Items drawn from a data source:
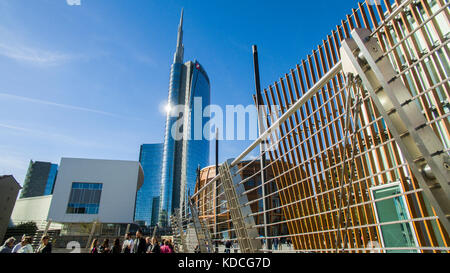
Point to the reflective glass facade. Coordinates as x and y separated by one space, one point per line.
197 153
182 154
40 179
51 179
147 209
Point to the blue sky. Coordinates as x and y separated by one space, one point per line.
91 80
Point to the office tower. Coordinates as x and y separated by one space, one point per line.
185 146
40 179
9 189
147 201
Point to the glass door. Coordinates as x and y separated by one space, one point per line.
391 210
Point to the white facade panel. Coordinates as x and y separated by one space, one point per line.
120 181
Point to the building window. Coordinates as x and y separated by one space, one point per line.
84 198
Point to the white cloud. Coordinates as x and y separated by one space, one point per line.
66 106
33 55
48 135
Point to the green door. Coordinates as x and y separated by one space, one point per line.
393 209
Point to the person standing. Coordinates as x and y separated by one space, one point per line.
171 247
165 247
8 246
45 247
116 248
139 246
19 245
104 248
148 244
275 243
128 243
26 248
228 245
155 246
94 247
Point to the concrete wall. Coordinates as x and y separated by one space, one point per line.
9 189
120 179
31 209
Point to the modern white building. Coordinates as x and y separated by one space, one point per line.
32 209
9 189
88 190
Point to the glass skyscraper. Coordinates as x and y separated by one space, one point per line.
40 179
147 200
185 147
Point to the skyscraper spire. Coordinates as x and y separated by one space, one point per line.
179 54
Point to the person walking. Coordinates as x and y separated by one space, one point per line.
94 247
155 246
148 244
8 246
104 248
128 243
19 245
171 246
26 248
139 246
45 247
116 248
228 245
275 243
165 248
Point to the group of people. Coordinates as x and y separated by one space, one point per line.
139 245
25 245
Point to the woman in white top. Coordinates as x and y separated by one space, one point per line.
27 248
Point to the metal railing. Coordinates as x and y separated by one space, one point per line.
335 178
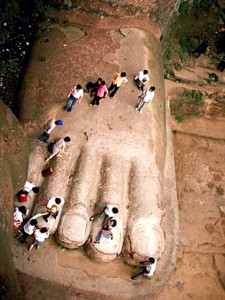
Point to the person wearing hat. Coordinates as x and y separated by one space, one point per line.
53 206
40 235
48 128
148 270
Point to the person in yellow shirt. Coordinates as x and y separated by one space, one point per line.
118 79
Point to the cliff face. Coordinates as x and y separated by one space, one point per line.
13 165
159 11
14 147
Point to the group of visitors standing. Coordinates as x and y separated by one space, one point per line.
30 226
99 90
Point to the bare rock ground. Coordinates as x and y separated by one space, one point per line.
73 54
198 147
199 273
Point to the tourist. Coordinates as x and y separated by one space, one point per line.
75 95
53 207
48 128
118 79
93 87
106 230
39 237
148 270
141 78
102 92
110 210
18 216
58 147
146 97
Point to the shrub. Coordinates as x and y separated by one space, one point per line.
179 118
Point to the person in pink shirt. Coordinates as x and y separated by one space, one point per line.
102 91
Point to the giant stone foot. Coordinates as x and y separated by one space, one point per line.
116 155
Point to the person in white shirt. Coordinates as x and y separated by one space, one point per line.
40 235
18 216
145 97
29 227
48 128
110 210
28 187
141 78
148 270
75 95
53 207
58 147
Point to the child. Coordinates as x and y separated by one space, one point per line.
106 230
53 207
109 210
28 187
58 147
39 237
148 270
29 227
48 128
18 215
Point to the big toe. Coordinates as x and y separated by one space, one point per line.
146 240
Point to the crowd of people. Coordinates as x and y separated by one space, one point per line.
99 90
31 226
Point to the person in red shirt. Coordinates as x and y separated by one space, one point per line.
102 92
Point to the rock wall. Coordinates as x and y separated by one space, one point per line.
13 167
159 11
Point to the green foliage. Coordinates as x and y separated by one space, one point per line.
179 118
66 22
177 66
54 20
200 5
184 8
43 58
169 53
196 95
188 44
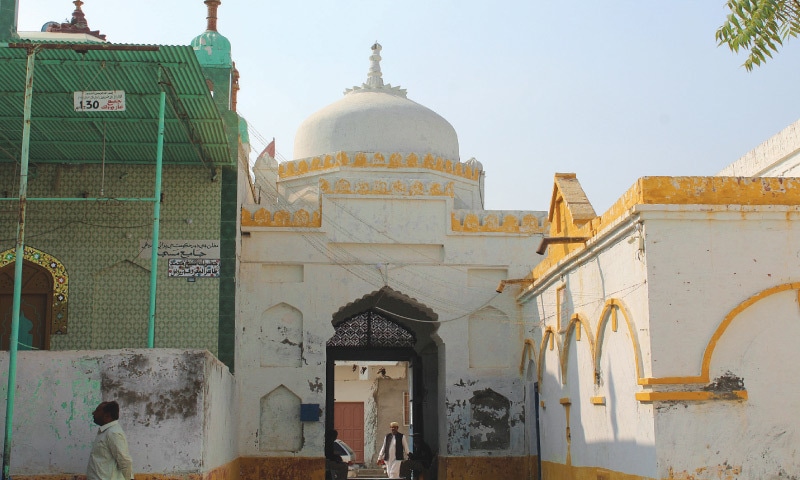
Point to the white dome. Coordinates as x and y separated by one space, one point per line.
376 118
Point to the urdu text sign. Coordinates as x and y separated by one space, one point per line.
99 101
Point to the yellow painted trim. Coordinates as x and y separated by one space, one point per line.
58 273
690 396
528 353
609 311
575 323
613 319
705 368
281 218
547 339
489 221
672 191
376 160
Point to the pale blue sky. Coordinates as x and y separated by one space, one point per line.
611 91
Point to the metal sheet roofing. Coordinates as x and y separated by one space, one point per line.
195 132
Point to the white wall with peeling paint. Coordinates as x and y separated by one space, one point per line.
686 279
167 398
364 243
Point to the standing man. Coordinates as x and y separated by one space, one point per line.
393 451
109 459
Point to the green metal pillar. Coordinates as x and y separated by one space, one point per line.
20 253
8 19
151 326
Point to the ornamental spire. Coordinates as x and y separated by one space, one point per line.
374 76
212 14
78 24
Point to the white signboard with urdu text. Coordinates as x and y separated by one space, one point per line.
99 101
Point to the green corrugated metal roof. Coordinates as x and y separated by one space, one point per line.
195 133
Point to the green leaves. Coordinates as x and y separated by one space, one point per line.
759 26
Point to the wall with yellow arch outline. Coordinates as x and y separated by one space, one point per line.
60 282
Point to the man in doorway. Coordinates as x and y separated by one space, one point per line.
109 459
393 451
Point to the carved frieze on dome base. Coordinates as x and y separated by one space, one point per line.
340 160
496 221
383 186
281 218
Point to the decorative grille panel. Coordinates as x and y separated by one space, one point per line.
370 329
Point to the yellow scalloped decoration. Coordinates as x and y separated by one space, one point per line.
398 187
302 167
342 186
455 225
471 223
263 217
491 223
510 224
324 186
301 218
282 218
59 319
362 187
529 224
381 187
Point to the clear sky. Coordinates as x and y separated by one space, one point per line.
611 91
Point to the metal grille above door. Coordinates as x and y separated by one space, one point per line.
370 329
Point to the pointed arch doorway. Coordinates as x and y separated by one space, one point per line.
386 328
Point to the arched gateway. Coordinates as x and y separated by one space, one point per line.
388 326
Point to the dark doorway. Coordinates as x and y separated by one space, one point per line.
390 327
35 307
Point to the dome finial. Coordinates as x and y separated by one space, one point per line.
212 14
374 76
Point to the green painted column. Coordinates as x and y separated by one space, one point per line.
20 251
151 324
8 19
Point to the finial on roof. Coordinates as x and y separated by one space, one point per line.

==

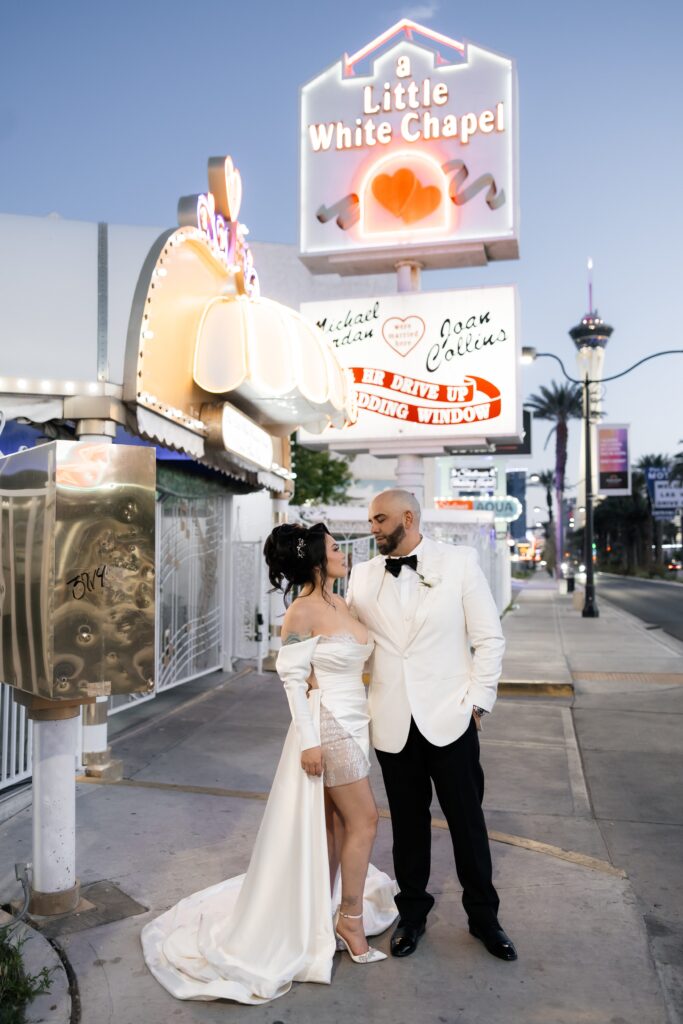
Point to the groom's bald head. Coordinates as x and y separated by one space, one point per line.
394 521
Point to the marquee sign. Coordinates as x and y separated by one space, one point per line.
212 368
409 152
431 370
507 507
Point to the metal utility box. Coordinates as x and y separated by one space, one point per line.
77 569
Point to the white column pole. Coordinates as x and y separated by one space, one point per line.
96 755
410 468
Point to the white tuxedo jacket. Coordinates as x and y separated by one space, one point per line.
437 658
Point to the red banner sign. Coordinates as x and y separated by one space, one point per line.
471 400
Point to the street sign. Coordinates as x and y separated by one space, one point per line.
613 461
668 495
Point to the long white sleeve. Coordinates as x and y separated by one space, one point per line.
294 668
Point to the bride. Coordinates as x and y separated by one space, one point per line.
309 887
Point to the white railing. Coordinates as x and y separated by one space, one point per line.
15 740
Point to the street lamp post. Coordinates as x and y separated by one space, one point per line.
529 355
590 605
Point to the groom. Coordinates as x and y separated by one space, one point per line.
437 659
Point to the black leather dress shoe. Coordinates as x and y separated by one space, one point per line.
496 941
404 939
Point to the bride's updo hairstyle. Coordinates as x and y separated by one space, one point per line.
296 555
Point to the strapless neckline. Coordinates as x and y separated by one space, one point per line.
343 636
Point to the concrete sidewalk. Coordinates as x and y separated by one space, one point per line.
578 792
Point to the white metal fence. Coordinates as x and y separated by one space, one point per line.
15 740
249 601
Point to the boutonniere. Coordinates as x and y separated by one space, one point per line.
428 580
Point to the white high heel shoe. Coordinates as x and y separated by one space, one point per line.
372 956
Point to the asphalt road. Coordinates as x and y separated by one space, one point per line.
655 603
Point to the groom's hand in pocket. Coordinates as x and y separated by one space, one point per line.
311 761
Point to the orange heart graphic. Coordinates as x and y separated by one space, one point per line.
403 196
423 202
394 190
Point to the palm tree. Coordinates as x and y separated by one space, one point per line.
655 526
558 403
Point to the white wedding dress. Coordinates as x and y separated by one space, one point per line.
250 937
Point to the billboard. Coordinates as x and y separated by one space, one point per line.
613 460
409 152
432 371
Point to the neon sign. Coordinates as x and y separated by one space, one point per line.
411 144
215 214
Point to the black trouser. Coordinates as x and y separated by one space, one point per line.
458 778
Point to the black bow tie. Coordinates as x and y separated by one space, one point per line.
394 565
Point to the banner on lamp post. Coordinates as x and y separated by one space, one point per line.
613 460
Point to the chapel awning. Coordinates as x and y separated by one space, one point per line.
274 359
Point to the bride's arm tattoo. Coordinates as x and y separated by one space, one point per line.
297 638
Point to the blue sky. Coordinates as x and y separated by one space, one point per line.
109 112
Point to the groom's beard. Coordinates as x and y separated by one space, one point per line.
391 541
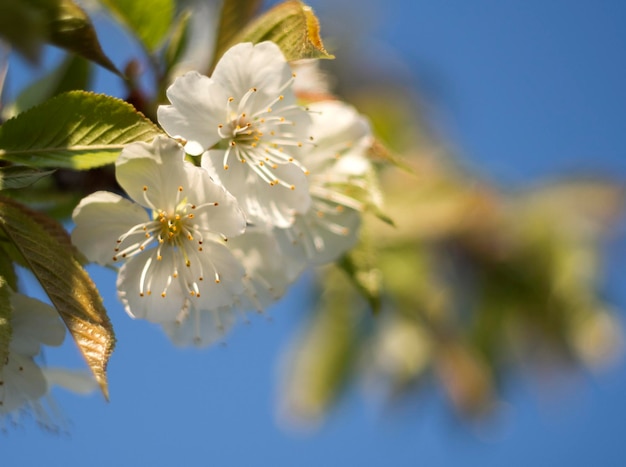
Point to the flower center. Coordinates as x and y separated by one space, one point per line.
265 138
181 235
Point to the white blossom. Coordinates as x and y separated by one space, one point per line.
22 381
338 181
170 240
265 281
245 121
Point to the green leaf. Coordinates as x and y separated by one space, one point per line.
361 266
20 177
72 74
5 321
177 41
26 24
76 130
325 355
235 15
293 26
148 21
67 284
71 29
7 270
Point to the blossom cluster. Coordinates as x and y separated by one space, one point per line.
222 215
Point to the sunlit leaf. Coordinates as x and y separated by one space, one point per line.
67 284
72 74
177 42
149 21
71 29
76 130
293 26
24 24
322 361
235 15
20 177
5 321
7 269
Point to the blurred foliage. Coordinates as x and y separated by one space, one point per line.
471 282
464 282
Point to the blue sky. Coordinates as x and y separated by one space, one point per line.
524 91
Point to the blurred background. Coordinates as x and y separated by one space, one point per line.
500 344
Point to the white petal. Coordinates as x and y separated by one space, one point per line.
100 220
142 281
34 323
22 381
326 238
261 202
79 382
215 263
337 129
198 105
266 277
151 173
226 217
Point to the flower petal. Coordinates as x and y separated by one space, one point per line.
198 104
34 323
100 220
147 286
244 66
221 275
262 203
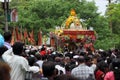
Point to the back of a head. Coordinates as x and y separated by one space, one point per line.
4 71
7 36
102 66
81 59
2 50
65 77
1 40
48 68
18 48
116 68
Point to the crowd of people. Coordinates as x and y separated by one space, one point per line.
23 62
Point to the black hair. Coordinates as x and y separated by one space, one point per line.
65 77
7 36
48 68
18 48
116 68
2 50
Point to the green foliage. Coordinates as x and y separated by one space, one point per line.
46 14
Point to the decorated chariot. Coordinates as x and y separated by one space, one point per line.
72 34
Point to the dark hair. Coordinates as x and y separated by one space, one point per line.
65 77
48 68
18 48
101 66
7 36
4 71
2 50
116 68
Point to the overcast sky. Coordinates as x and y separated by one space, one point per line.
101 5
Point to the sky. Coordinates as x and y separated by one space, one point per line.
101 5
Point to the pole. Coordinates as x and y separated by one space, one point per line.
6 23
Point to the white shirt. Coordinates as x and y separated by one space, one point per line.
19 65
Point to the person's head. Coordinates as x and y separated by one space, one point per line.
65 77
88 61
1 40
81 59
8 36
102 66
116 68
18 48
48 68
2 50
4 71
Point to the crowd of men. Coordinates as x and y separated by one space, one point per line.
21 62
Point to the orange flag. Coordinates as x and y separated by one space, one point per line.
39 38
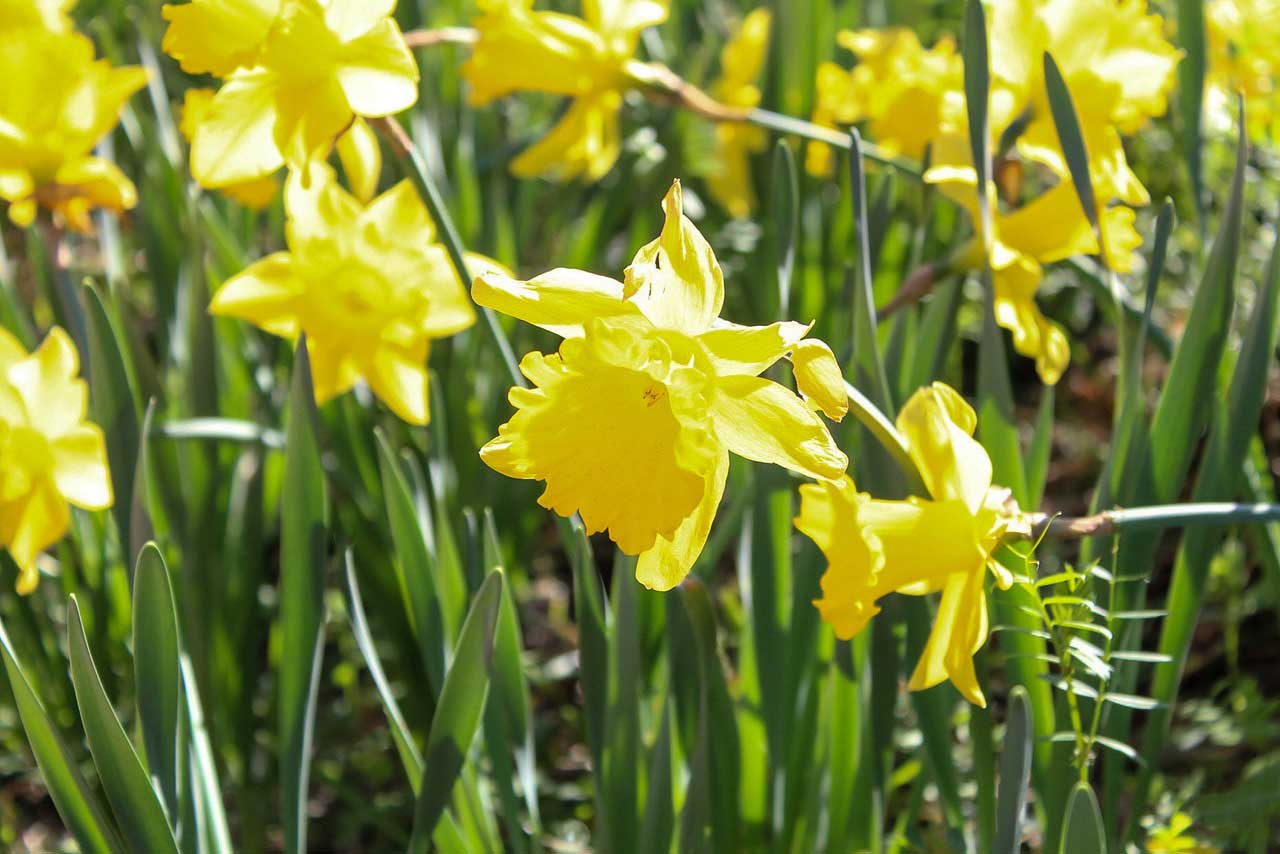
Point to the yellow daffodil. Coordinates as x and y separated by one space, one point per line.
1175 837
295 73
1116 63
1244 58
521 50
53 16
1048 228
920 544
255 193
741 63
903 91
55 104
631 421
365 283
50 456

WHAT THE TASK ASKS:
Extract each line of the data above that contains the string "with". Matching is case-sensitive.

REPLY:
Point to the white wall with peeling paint. Coordinates as x and y separated by one space, one point per line.
Point to the white signboard with urdu text. Coordinates as x and y separated by one space, one point per line.
Point to the wall with yellow arch outline. Coordinates as x and y separated by one space, one point per line.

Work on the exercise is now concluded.